_Exercise_
Answer these questions from the Back to the Street album page:
(a) Which label released the album?
(b) Which band did new lead singer John Schlitt sing for before Petra?
(c) What is the album's length?

Studio album by Petra
- Released: 1986 September
- Genre: Christian rock, hard rock
- Length: 40:51
- Label: StarSong
- Producer: John & Dino Elefante

Petra chronology
| Captured in Time and Space (1986) | Back to the Street (1986) | This Means War! (1987) |

= Back to the Street =

Back to the Street is the eighth studio album of the Christian rock band, Petra. It was released in 1986 and is the first album to be produced by John and Dino Elefante.

The album is also the first to feature new lead singer John Schlitt, former lead singer of Head East, and the last to feature a guitar-shaped space ship on its cover.

While the sound of the album is rather transitional and unlike anything that would be heard by the group for another seven years, it did mark a movement toward the style that would become Petra's most identifiable sound: prominent keyboards backing up hard-edged guitar tones and raspy, near-screaming vocals.

Professional ratings
Review scores
| Source | Rating |
| AllMusic |  |

==Track listing==
All songs written by Bob Hartman, except where noted.

(Recorded data)
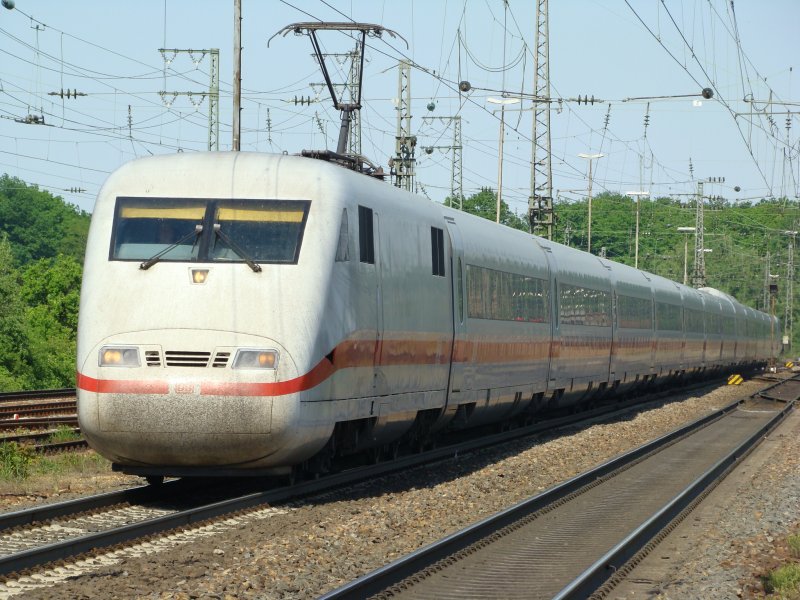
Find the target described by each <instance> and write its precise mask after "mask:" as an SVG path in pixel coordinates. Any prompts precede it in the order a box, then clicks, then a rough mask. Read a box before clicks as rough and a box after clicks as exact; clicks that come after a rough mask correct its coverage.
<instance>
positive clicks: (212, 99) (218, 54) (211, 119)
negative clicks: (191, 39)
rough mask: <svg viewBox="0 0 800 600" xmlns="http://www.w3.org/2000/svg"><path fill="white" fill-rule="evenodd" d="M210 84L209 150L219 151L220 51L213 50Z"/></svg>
mask: <svg viewBox="0 0 800 600" xmlns="http://www.w3.org/2000/svg"><path fill="white" fill-rule="evenodd" d="M210 53H211V69H210V73H209V84H208V149H209V150H219V49H217V48H212V49H211V50H210Z"/></svg>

_Answer box_
(a) StarSong
(b) Head East
(c) 40:51